EXERCISE DESCRIPTION => Each entry must be returned exactly. None may be omitted.

DATA TO USE =>
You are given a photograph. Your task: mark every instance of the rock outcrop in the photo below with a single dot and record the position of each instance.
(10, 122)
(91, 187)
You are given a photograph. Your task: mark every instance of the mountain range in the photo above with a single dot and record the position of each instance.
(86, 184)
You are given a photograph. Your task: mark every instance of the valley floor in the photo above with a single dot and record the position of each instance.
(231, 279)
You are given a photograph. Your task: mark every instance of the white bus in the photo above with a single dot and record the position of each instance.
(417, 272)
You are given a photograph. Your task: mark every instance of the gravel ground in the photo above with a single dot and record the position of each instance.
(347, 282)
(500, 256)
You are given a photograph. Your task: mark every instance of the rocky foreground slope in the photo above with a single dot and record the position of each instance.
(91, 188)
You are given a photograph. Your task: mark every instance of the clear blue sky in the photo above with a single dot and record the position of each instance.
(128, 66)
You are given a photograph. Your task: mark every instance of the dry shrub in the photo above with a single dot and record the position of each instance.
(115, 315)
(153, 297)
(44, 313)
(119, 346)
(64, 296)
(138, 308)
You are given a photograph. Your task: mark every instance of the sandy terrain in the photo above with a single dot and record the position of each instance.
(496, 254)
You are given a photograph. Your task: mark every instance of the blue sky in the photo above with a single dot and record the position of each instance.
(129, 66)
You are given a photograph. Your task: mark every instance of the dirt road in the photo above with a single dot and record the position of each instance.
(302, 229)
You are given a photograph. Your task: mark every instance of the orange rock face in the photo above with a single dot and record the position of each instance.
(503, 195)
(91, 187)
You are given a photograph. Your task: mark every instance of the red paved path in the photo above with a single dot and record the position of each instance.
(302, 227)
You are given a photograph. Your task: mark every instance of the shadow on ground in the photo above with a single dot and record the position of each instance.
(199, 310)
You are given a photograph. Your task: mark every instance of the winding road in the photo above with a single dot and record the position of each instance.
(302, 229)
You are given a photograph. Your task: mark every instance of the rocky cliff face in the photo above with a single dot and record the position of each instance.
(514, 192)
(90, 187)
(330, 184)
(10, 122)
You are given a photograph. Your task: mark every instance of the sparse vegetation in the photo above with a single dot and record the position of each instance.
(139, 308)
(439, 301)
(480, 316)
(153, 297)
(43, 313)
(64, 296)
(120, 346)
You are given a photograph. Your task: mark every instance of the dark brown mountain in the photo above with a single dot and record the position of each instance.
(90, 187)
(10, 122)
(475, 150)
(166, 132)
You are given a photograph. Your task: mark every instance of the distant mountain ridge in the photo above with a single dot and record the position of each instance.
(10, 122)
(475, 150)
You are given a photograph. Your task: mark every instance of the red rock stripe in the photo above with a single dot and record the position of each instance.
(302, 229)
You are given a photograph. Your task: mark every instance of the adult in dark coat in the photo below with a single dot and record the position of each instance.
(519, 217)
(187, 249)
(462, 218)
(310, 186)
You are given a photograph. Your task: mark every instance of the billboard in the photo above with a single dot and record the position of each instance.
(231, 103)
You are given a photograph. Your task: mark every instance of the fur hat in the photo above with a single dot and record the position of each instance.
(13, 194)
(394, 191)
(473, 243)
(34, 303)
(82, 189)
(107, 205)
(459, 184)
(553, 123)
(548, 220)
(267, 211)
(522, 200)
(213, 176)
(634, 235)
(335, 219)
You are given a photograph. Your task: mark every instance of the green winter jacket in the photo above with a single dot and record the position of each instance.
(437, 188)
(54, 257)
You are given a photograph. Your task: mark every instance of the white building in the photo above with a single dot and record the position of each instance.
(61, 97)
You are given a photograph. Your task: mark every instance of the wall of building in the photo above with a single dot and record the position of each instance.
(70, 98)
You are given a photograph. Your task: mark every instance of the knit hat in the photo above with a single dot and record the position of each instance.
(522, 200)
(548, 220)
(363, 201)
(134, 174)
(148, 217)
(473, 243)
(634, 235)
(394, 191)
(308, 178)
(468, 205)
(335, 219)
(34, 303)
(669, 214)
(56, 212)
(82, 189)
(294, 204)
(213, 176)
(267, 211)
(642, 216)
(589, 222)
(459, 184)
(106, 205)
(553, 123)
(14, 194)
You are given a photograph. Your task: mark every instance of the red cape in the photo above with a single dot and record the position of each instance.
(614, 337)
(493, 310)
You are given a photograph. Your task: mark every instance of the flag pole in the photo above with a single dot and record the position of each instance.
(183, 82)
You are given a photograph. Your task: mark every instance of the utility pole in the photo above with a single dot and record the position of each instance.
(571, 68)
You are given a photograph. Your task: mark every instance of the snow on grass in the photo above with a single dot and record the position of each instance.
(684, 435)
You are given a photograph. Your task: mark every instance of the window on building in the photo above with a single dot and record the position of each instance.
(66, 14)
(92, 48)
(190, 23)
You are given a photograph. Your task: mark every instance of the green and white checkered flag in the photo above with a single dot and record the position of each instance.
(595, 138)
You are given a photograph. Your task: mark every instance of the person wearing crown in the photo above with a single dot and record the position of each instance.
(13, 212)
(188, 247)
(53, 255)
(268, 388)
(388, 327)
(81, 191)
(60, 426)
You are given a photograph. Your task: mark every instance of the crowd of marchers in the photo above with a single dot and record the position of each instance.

REPLY =>
You are given a photograph. Your task: mark every instance of the rock outcrop in the photo below with a single dot and record the position of each instance.
(10, 122)
(91, 187)
You are given a photograph. Your task: mark every instance of the mountain range in the photo above with a single dot and record the position of each instance.
(86, 184)
You are given a photograph. Your task: mark every instance of the valley floor in the photo above with a single dot and record the position of each instance.
(231, 279)
You are given a photograph. Your task: mark every instance of the white bus in the photo above with a single dot and record the position of each instance.
(417, 272)
You are given a photograph. Your task: mark every instance of the gravel ground in the photo above with a single dot and record the position of each instance.
(347, 282)
(500, 256)
You are given a photograph. Your task: mark every instance of the rocky foreground slope in the photo above with a single dot and record the position of each instance.
(91, 188)
You are given a photograph. Your task: mark every instance of the clear blue sky in the photo above with a single dot and record the position of each instance.
(128, 66)
You are given a photograph. Your task: mark every instance of the dry shrub in the photo above with a single dot and record the position of each instance.
(115, 315)
(153, 297)
(44, 313)
(119, 346)
(64, 296)
(138, 308)
You are given a photograph. Your task: mark every instance of the sandy terrain in the photo above with a single dot and record the position of each instance.
(496, 254)
You are given a photograph. Your task: mark every instance of the blue sky in the photo above with a single dot and record the position of each instance.
(129, 66)
You are given a photograph. Your task: mark every instance of the dirt road in the photo above with a single dot and record the position of each instance.
(302, 229)
You are given a photograph. Your task: mark every instance of the orange rock face in the photo above with a single dot and record the position of each instance.
(503, 195)
(91, 187)
You are given a photograph. Your task: mark every instance of the red paved path in the photo above with a single dot and record the position of each instance.
(302, 227)
You are given a photograph. Your task: mark every instance of the shadow on ground in the photo above with a single dot and record the position of each instance.
(199, 310)
You are given a photograph. Your task: mark every instance of the winding road in the photo above with a single dot and record the position of each instance.
(302, 229)
You are given a photograph. Your task: mark every instance of the rocky cliff face in the photo above with a single dot and record the position of each instance.
(514, 192)
(90, 187)
(330, 184)
(10, 122)
You are given a photograph. Your task: mark every instance of the sparse vegetation in the photo above with a single dot and record the position of each instance.
(139, 308)
(439, 301)
(480, 316)
(153, 297)
(43, 313)
(64, 296)
(120, 346)
You are given a photograph. Your task: mark every instance of the dark brown mountain in the photo above with a single dot and record the position of each instance.
(90, 187)
(10, 122)
(475, 150)
(166, 132)
You are given a photograph. Your task: mark every instance of the distant mountain ridge in the photo above with a single dot and record the position of each instance.
(10, 122)
(475, 150)
You are given a photograph. Your task: mark every instance of the red rock stripe in the photo above with a single dot and record the position of each instance.
(302, 229)
You are given a photograph. Your task: mark every instance of the adult in dark coat in the photo below with a single dot and record the position of each instance.
(519, 217)
(187, 249)
(462, 218)
(310, 186)
You are given a photograph. Your task: mark every instance of the billboard in the photo above with a single dot and record the position of each instance.
(231, 103)
You are given a photograph. Your task: mark every instance of the fur hat in the photo above with a single dot and record the position of each instance.
(13, 194)
(394, 191)
(473, 243)
(34, 303)
(82, 189)
(107, 205)
(459, 184)
(553, 123)
(548, 220)
(267, 211)
(522, 200)
(213, 176)
(634, 235)
(335, 219)
You are given a photograph. Your task: mark every instance of the green winter jacket in the photo above with a single dot and record the position of each instance.
(437, 188)
(54, 257)
You are given a photograph. Your task: mark every instance of the white building in the photo above with a single dot and record the position of each instance.
(61, 97)
You are given a photograph. Your task: mark every instance of the wall of building in the photo above with a single dot and record the position of each instance.
(70, 98)
You are given a photograph. Your task: mark every instance of the knit hat in the photo above with a single dot and record the position of each instance.
(522, 200)
(548, 220)
(363, 201)
(134, 174)
(148, 217)
(473, 243)
(634, 235)
(394, 191)
(308, 178)
(468, 205)
(335, 219)
(34, 303)
(669, 214)
(56, 212)
(82, 189)
(294, 204)
(213, 176)
(267, 211)
(642, 216)
(589, 222)
(459, 184)
(106, 205)
(553, 123)
(14, 194)
You are given a photograph. Your task: mark every instance of the red cape in the photo above with a single dot and record the position of each instance.
(614, 337)
(493, 310)
You are given a photograph. Your task: mark every instance of the flag pole in the photo above with a single dot and record the position of each instance.
(183, 82)
You are given a photograph. Your task: mark every instance of the utility pole in the photo above with a single dot and record the position of each instance.
(571, 68)
You are given a photograph. Your task: mark every instance of the snow on grass in the photo above with a single dot and record the position of each instance.
(684, 435)
You are given a photograph. Your task: mark every instance of the window on building in the photo above with a single dot and record the position of each instance.
(66, 14)
(92, 48)
(190, 23)
You are given a photograph. Your task: mark every instance of the green and white checkered flag in the photo above with a single dot and record the position of each instance.
(595, 138)
You are given a photograph. Your task: mark every instance of the person wearing crown in the photo above with a single dot and record the position of each instance.
(13, 212)
(188, 247)
(53, 255)
(268, 388)
(388, 327)
(81, 191)
(60, 426)
You are given a photograph. Your task: mark every instance of the crowd of marchers in the photo above with a single dot and record the position of each instance.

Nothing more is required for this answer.